* ТЕКСТ ДЛЯ ЧТЕНИЯ:
▽

Во-первых, «неолиберализм» 1980-х – 1990-х гг. имеет мало отношения к либерализму. Настоящий либерализм умер между 1910 и 1920 гг. Ему на смену пришёл новый, окрашенный в сильные социалистические тона «либерализм» (а по сути либеральный социализм, которому противостоял более или менее либеральный консерватизм) 1920-х – 1970-х гг. Неолиберализм 1980-х, родившийся на англо-американском Западе в процессе и как средство отсечения от «общественного пирога» середины и низов социума, есть не что иное как правый радикализм. Если XX век начинался и длительное время развивался как торжество левого радикализма масс, то завершается он под аккомпанемент правого радикализма элит. На смену «Восстания масс» Ортеги-и-Гассет (1929 г.) пришло «Восстание элит» К. Лэша (1996 г.). Но восстание элит к либерализму, даже с приставкой «нео» никакого отношения не имеет. Правый радикализм, подающий себя как неолиберализм акцентирует свободу без равенства, т. е. свободу сильного, отрицает истинно либеральные ценности и работает на создание того общества, которое западные социологи называют «общество 20:80» (20 % – богатые, 80 % – бедные и никакого среднего класса).

Во-вторых, поскольку поздний (глобальный, турбо-) капитализм строится на лишении 80 % населения планеты возможности реального развития, изменения к лучшему, это означает крах не только марксизма как идеологии, но и либерализма в строгом смысле этого слова, идеологии как особого исторического феномена (а не просто системы идей) в целом, уничтожает тот исторический фундамент, на котором она строилась.

△

* ПИСЬМЕННОЕ ЗАДАНИЕ: Приведите ещё раз дословно отрывок текста о неолиберализме от «Во-вторых, поскольку поздний» до «котором она строилась.» включительно.

* ПРЕДОСТАВЛЕННЫЙ ПЕРЕЧЕНЬ:
▽

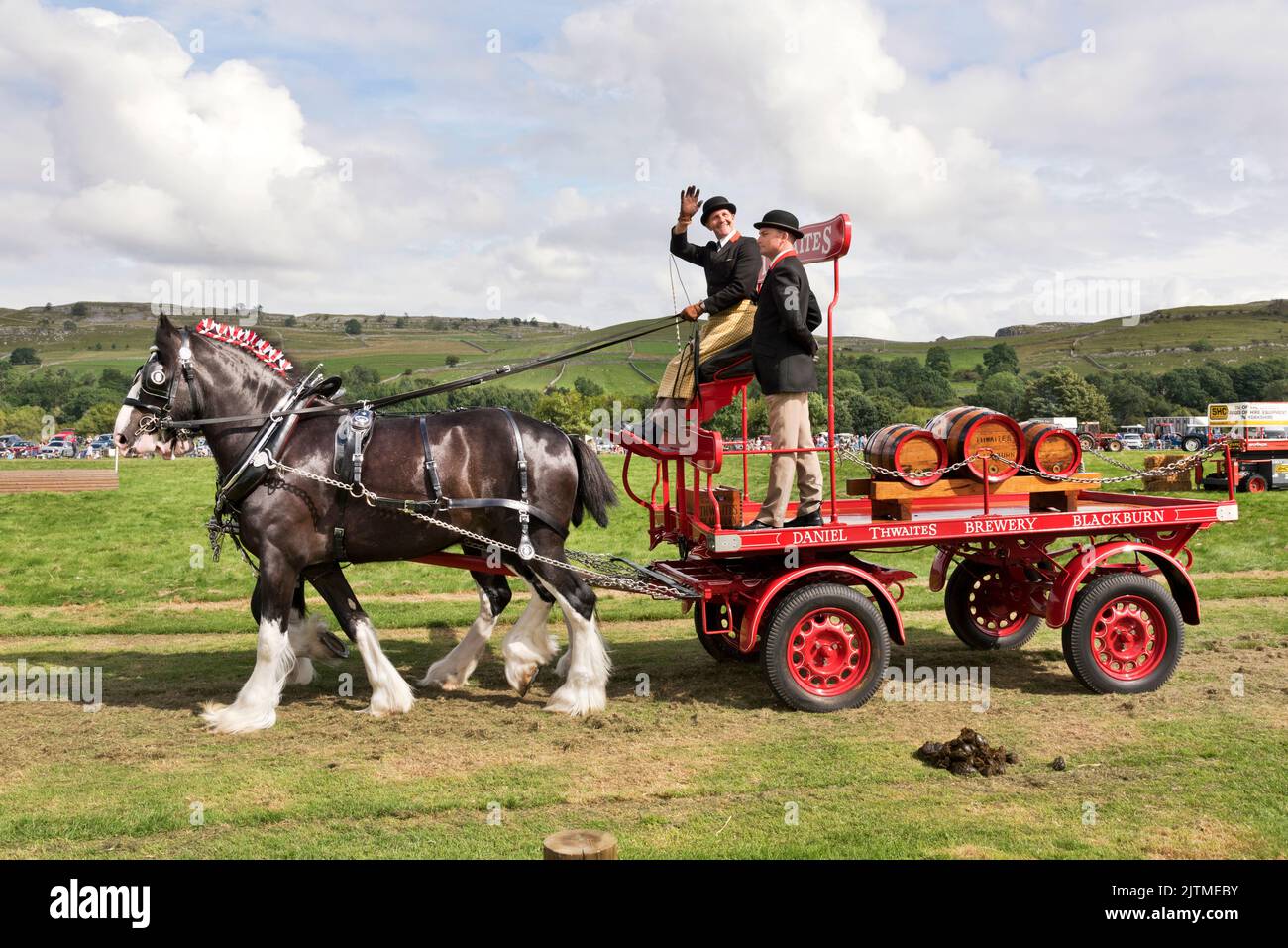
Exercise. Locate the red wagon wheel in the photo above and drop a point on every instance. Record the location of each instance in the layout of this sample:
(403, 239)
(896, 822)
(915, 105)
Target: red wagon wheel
(986, 609)
(825, 648)
(1126, 635)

△

* РЕШЕНИЕ УПРАЖНЕНИЯ:
Во-вторых, поскольку поздний (глобальный, турбо-) капитализм строится на лишении 80 % населения планеты возможности реального развития, изменения к лучшему, это означает крах не только марксизма как идеологии, но и либерализма в строгом смысле этого слова, идеологии как особого исторического феномена (а не просто системы идей) в целом, уничтожает тот исторический фундамент, на котором она строилась.